* **Set exercise**
Repeat each entry exactly and drop the pictures.

* **Dataset excerpts**
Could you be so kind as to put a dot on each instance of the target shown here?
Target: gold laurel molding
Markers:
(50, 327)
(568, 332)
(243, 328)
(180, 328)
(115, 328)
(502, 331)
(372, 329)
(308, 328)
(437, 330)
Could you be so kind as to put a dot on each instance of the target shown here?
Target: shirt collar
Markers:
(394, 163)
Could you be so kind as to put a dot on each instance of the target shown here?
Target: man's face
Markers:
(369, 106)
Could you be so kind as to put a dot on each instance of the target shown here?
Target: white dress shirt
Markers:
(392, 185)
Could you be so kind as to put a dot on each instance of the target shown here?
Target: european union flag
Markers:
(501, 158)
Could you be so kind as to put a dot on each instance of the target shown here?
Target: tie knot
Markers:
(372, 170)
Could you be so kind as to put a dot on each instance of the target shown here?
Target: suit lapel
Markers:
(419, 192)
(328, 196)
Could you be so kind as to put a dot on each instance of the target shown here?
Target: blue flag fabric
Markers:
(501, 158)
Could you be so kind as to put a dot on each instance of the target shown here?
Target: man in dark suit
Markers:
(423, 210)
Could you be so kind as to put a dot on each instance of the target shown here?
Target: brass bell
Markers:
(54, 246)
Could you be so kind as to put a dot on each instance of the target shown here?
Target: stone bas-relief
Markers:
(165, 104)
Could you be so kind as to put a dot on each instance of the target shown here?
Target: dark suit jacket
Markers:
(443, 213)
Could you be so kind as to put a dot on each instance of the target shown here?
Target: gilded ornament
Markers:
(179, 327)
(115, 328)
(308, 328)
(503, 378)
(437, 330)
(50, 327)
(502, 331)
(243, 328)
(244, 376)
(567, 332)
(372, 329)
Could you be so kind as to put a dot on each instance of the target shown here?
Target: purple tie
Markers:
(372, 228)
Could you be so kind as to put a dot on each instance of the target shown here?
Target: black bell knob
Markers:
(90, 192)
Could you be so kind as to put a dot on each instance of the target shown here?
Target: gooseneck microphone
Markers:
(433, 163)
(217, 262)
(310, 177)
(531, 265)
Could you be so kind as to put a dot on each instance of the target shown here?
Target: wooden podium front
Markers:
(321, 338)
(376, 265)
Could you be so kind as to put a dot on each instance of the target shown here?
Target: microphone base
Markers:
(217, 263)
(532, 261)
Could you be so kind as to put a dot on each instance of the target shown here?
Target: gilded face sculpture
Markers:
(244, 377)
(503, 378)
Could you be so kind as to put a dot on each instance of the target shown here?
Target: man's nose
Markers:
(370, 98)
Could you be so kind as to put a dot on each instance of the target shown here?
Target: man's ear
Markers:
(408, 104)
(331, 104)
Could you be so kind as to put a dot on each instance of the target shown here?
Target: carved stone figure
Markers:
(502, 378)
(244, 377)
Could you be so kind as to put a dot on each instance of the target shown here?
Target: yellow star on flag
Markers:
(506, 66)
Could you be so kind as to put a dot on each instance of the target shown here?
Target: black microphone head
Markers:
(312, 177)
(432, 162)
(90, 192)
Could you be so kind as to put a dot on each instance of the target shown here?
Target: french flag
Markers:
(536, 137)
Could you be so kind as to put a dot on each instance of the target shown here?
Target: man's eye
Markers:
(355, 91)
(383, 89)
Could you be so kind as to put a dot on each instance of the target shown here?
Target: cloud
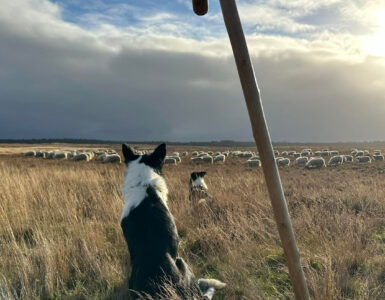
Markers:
(60, 80)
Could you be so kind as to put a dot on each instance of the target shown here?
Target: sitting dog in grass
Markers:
(198, 189)
(151, 234)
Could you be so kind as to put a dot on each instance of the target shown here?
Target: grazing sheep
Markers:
(359, 153)
(364, 159)
(80, 157)
(283, 161)
(253, 162)
(39, 154)
(196, 159)
(219, 158)
(301, 161)
(112, 158)
(207, 159)
(315, 163)
(336, 160)
(378, 157)
(170, 160)
(30, 153)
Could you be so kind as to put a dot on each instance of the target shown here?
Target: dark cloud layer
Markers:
(55, 87)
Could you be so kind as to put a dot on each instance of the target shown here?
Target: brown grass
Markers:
(60, 235)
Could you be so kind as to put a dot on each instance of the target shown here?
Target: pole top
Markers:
(200, 7)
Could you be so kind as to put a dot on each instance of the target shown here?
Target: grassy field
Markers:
(60, 236)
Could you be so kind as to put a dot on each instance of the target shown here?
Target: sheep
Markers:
(30, 153)
(253, 162)
(378, 157)
(336, 160)
(315, 163)
(359, 153)
(301, 161)
(59, 155)
(283, 161)
(196, 159)
(364, 159)
(208, 159)
(170, 161)
(112, 158)
(177, 158)
(219, 158)
(80, 157)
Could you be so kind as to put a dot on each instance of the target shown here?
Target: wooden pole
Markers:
(263, 142)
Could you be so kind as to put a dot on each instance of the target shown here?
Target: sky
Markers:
(144, 70)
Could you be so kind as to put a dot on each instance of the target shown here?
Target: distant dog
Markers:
(198, 188)
(151, 233)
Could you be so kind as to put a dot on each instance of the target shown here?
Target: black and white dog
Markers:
(198, 188)
(151, 233)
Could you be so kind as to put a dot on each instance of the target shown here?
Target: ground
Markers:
(60, 236)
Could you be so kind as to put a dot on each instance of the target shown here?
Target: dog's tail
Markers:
(208, 286)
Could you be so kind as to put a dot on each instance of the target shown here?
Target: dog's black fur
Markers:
(152, 239)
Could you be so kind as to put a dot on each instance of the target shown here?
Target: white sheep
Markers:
(207, 159)
(30, 153)
(253, 162)
(336, 160)
(112, 158)
(283, 161)
(364, 159)
(219, 158)
(80, 157)
(378, 157)
(301, 161)
(196, 159)
(60, 155)
(315, 163)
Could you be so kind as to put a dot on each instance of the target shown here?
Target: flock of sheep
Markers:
(105, 156)
(306, 158)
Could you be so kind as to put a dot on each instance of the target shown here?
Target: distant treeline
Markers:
(222, 143)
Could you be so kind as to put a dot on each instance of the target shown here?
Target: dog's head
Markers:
(196, 179)
(154, 160)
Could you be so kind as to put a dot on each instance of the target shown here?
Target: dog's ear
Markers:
(128, 154)
(157, 157)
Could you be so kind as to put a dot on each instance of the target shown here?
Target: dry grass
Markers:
(60, 235)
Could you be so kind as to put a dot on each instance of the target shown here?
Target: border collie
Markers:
(198, 188)
(151, 234)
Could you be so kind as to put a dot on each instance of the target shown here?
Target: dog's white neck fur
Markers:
(199, 182)
(137, 179)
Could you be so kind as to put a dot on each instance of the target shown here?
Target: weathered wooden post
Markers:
(262, 139)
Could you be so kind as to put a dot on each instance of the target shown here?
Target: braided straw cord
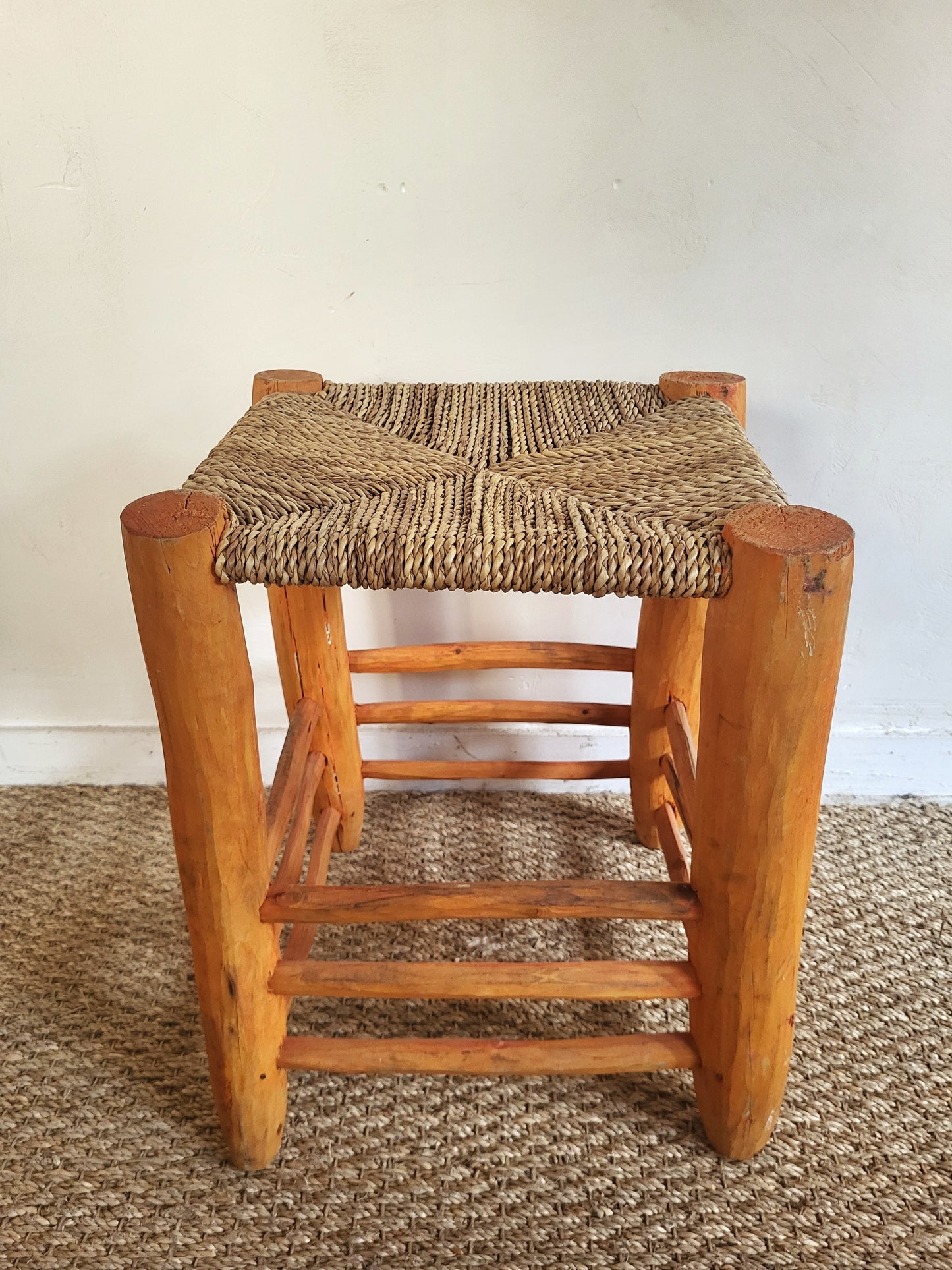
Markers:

* **The result**
Could you be so kind as to put a dot on each instance of the target shown here?
Target: gold laurel molding
Markers:
(50, 327)
(568, 332)
(243, 328)
(180, 328)
(115, 328)
(502, 331)
(372, 329)
(308, 328)
(437, 330)
Could you be so kind as to put a dot on each instance of the target shown here?
Target: shirt collar
Markers:
(394, 163)
Could you be so kind as to put a dot on each instance of the target shown here?
Target: man's face
Markers:
(369, 106)
Could you be so kind as to put a dot on each instance of the target shown here?
Target: white dress shirt
Markers:
(392, 185)
Could you be so kind as to put a dot on each instance of the target shown here?
Target: european union flag
Markers:
(501, 158)
Could you be so kind as to put a dot on each instance of the target shown here?
Target: tie knot
Markers:
(372, 170)
Could you be so kind as to put a dot on each instance of the target shown here?
Target: suit lapel
Markers:
(419, 192)
(328, 196)
Could you be so kind as to put a dot on each instance of the target shown here?
Target: blue flag fabric
Markers:
(501, 158)
Could you be so kind as to put a dot on each instance of the target shown here?
Target: man in dark suit
Markers:
(423, 210)
Could you be so kind as to put a dot on each instance of the target shown here?
Target: brass bell
Markers:
(54, 246)
Could you be so kind as to put a dot on each instance of the target shown here?
Target: stone bas-relief
Markers:
(165, 104)
Could you be so kind as to put a dot on each instance of the target shown here?
Target: dark suit jacket
Markers:
(443, 213)
Could you be so kind as to put a dot on each instance of the target shown here?
Target: gilded ornament
Markers:
(179, 327)
(115, 328)
(308, 328)
(503, 378)
(437, 330)
(50, 327)
(502, 331)
(243, 328)
(244, 376)
(567, 332)
(372, 329)
Could you be so kind as to put a dot on each instance of the target shown here?
Target: purple tie
Markers:
(372, 228)
Could you be so kind as to put a dot on each instance of the target shown here?
Target: black bell knob
Markers:
(90, 192)
Could you be so kind as to put a dot on each instance of the target shown here?
Target: gooseneck microphone
Markers:
(433, 163)
(217, 262)
(310, 177)
(531, 265)
Could you be so kind as to put a dot on each instance of the target shown here?
Target: wooden podium front
Markers:
(321, 338)
(376, 265)
Could you be so kind as to put a dot on each instance of the target shown here?
Target: microphone base
Markers:
(217, 263)
(532, 261)
Could you be so kind as to put a dot on each instance of the target shown here?
Target: gilded face sculpture
Markers:
(244, 377)
(503, 378)
Could you be so kind as to put a dot on each instance of the target shown here?
Target: man's nose
Markers:
(370, 98)
Could you be so kind as to put a dot on each instance of the target shown here?
Target: man's ear
Markers:
(408, 104)
(331, 104)
Could you be so kind as to put a dot on each instance of the target shown here?
Target: carved stone figure
Markers:
(502, 378)
(244, 377)
Could you be so kind as to put a dot on each instance of the target shown here?
Target: yellow star on flag
Markers:
(506, 66)
Could you be so kind as to put a dot on each instance of the target shown here?
Target: black microphone head
Markers:
(312, 177)
(432, 162)
(90, 192)
Could you be so kind as to put a dot on each instance of the target shown here?
Target: french flag
Markers:
(536, 137)
Could you be so kind as to put a dot on each instance of the target shown here?
Target: man's eye
Markers:
(355, 91)
(383, 89)
Could you be so kind as to put a dot on each instance of the target shown here?
Target: cloud
Markers:
(60, 80)
Could you be so kind as to put a dot on each instance of the target shown here?
Target: sitting dog in grass
Markers:
(198, 189)
(151, 234)
Could you be so kind as to put a dot on each instance of the target shown here?
Target: grazing sheep
Markers:
(359, 153)
(364, 159)
(80, 157)
(283, 161)
(253, 162)
(39, 154)
(196, 159)
(219, 158)
(301, 161)
(112, 158)
(207, 159)
(315, 163)
(336, 160)
(378, 157)
(170, 160)
(30, 153)
Could you be so kind as to put a dot on each instance of the target shown here?
Target: dark cloud layer
Markers:
(55, 87)
Could you be so kind as to put a dot on each instance of the target shown here?
Target: brown grass
Markers:
(60, 235)
Could you be so kind as to put a dot on each instance of the target shown here?
Target: pole top
Markers:
(200, 7)
Could you be so kind as to put a dot on each instance of the target shown here?
Target: grassy field
Markers:
(60, 236)
Could you be so kind as to put a dot on each instance of the target shown here?
Target: sheep
Markers:
(30, 153)
(253, 162)
(378, 157)
(336, 160)
(315, 163)
(359, 153)
(301, 161)
(59, 155)
(283, 161)
(196, 159)
(364, 159)
(208, 159)
(170, 161)
(112, 158)
(177, 158)
(219, 158)
(80, 157)
Could you be so kind as to put a dot on each instance of the target shown here?
Target: wooden pole
Markers:
(263, 142)
Could you be so kind as to put a dot on each instance of the target shown here?
Target: sky
Markers:
(144, 70)
Could you be so kind as to put a dot on each instance of the target shown here?
Target: distant dog
Markers:
(198, 188)
(151, 233)
Could you be so kind as to put a dot on each instance of the target shown here?
Target: black and white dog
Markers:
(198, 188)
(151, 233)
Could you be so kind as to put a dot on each instance of the target shown here?
Target: ground
Markers:
(60, 236)
Could you be so kind as to put a dot on each instance of the target shown here?
Target: dog's tail
Markers:
(208, 286)
Could you be so kind as to put a dot on each instance of the target shown here?
Target: dog's black fur
Markers:
(152, 239)
Could you be so kind as to put a dot on each instance of the target shown here?
Target: white sheep
Markers:
(207, 159)
(30, 153)
(253, 162)
(336, 160)
(112, 158)
(283, 161)
(364, 159)
(219, 158)
(80, 157)
(378, 157)
(301, 161)
(196, 159)
(60, 155)
(315, 163)
Could you be so kind as to put a dot on each instance of the target shown here?
Target: flock of sheep
Markers:
(105, 156)
(306, 158)
Could you be so kind as to put a dot on each instance of the target shown here?
Target: distant treeline
Markers:
(222, 143)
Could you be so kind as to put a dot on each instance of the target shown here?
Target: dog's head
Markers:
(196, 179)
(154, 160)
Could you be so kind as to put a dot on each instance of the target shown here?
Target: dog's ear
Markers:
(128, 154)
(157, 157)
Could you be so kind as to put a dot on each instance of the target shown here?
Target: dry grass
Markers:
(60, 235)
Could you be so kind as to put a dot on each instance of the target shown here?
Target: border collie
Markers:
(198, 188)
(151, 234)
Could you be so kind as to put a dot on each instance of the target shown here?
Target: dog's white neck fur
Markers:
(199, 182)
(137, 179)
Could you be so kind as to put a dot on each instance of the target shown here?
Target: weathered wooden post
Markers:
(262, 139)
Could you be so kind as to put a dot on each instance of the target shown here?
Target: braided straw cord
Markers:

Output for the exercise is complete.